Supplied text:
++++
UCF has broken its own record for the most number of National Science Foundation CAREER Award recipients this year. The university leads the state and ranks third in the nation for boasting 11 award winners, three of whom are mechanical and aerospace engineering faculty members. The recipients are:
- Assistant Professor Andrew Dickerson
- Assistant Professor Ranajay Ghosh
- Assistant Professor Helen Huang
“I’m so proud of our faculty members. These awards are only the tip of the iceberg and they demonstrate the stellar competency of our faculty as a whole,” said Yoav Peles, the chair of the Department of Mechanical and Aerospace Engineering. “This is just the beginning and I’m sure that there are many more to come.”
CAREER Research Projects
The funding will support Dickerson’s research on the stability of liquids as they flow through gas, which has important implications for drug delivery, fabrication and thermal regulation. For Ghosh, the award will allow him to explore tunable exoskeleton structures, which could serve as platform for researchers to develop advanced soft- and human-integrated collaborative robots.
++++
What you need to do:
1. Retype the passage of the article on UCF's CAREER Awards from "CAREER Research Projects" to "human-integrated collaborative robots.".
2. In the article on UCF's CAREER Awards, who chairs the Department of Mechanical and Aerospace Engineering?
3. List the full name of every person mentioned in the article on UCF's CAREER Awards.

Entries supplied:
++++
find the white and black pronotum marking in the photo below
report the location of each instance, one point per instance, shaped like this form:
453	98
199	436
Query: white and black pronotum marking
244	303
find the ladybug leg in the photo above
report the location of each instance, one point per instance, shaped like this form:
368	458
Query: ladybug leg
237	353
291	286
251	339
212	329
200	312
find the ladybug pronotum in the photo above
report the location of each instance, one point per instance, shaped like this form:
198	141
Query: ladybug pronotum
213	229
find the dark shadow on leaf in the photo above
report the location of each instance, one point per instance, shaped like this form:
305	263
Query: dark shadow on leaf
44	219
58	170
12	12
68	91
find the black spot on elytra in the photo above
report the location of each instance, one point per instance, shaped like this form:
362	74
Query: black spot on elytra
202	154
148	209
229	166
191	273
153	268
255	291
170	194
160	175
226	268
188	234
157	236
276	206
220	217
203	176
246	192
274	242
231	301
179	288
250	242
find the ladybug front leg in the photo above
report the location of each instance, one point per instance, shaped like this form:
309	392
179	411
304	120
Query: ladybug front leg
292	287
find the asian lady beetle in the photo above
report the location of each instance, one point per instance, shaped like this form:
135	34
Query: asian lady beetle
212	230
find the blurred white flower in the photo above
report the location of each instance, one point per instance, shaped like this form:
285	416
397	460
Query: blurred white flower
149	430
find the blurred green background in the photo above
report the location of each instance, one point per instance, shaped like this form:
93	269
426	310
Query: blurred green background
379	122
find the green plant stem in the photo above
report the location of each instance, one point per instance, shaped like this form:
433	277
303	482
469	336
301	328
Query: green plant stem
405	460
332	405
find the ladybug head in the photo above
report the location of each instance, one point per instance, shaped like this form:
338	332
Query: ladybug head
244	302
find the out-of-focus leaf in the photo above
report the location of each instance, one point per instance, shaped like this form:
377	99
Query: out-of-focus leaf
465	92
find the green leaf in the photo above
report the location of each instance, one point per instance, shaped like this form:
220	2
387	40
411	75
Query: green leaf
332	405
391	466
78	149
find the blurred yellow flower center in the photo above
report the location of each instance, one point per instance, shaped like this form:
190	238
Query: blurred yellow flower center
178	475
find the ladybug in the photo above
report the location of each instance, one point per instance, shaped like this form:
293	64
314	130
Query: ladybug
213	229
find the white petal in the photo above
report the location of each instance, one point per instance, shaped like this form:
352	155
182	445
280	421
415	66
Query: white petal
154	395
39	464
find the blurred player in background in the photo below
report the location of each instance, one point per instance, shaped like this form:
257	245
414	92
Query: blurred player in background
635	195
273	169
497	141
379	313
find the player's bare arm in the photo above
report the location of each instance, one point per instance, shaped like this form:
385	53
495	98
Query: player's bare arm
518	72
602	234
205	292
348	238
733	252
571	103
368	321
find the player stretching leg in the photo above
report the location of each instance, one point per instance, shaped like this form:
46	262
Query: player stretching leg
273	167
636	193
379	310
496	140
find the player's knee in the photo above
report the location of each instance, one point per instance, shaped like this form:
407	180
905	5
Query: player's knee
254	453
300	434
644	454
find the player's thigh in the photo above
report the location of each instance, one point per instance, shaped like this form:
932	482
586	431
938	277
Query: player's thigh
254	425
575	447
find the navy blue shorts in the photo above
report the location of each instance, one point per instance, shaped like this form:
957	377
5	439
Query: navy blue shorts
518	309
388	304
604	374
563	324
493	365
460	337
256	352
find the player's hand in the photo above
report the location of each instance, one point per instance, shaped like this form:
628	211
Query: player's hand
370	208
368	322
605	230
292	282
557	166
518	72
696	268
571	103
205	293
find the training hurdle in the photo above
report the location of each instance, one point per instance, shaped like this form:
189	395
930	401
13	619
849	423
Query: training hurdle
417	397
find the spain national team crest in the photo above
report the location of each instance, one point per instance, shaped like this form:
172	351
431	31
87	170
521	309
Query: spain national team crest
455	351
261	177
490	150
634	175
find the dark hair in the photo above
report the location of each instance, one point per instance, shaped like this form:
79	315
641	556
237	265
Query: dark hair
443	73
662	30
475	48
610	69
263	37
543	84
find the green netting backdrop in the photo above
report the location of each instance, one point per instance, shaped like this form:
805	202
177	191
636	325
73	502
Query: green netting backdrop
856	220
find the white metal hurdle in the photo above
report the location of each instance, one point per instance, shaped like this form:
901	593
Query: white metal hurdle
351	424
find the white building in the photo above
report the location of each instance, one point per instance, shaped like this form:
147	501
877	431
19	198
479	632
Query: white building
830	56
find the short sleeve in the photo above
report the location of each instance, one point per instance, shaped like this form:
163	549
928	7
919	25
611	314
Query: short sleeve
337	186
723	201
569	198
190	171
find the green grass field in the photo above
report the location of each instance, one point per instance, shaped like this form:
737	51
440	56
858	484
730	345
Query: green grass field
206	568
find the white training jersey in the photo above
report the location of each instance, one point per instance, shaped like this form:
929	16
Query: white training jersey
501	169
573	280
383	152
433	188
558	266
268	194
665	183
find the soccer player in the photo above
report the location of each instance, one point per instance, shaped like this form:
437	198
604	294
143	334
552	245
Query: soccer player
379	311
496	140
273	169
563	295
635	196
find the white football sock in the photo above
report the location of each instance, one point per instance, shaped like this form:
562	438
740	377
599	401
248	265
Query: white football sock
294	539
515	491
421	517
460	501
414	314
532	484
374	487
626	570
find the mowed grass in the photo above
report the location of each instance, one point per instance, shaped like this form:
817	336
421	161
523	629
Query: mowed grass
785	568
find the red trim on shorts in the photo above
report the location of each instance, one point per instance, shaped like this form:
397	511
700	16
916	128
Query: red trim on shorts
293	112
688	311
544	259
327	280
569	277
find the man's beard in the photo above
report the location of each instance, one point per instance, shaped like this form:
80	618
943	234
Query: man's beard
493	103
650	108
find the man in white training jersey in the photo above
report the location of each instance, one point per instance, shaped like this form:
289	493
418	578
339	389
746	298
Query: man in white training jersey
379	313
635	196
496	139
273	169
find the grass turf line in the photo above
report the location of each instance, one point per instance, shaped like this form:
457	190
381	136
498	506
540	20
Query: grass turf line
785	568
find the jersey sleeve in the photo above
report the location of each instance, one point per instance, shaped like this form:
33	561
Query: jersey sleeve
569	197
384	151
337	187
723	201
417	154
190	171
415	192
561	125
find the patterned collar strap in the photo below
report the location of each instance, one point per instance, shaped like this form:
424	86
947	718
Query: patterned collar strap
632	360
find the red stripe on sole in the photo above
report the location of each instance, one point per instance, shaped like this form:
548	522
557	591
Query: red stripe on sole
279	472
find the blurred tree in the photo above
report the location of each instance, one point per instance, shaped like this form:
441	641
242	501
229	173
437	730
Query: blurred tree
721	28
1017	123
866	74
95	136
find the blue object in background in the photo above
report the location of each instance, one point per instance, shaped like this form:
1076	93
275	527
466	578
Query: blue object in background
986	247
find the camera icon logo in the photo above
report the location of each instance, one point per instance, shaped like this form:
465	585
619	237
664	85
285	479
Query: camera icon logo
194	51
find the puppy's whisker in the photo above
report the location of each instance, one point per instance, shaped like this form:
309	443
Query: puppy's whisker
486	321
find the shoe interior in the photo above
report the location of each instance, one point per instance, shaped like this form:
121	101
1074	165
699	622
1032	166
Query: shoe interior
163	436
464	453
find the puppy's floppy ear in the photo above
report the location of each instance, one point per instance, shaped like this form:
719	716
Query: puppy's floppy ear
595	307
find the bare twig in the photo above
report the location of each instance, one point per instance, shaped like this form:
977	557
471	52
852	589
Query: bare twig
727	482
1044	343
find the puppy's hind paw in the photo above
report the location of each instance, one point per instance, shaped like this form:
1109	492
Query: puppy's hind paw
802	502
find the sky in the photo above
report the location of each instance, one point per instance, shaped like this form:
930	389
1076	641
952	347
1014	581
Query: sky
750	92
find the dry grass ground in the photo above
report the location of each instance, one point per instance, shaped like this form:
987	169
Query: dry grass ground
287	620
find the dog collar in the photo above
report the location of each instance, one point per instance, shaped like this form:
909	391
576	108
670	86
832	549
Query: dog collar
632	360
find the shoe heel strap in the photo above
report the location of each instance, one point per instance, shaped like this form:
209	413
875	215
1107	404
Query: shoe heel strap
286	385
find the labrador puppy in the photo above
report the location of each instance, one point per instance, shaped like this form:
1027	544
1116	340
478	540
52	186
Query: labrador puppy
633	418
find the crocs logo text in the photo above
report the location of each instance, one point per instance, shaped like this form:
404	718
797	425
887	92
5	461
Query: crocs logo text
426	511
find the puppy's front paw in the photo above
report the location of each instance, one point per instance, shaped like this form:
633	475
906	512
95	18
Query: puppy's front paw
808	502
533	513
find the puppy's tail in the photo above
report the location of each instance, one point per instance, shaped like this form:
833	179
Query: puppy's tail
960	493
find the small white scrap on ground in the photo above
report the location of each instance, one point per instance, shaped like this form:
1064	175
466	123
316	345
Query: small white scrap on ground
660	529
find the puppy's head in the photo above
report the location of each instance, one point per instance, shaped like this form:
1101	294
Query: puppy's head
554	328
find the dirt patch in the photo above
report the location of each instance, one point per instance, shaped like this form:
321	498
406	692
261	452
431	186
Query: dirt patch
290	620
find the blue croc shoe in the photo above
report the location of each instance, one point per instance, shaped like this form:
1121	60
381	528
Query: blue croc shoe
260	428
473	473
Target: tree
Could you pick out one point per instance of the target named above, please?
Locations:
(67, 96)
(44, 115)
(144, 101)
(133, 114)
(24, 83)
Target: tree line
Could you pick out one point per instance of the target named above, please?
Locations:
++++
Responses per task:
1.
CAREER Research Projects
The funding will support Dickerson’s research on the stability of liquids as they flow through gas, which has important implications for drug delivery, fabrication and thermal regulation. For Ghosh, the award will allow him to explore tunable exoskeleton structures, which could serve as platform for researchers to develop advanced soft- and human-integrated collaborative robots.

2. Yoav Peles

3.
Andrew Dickerson
Ranajay Ghosh
Helen Huang
Yoav Peles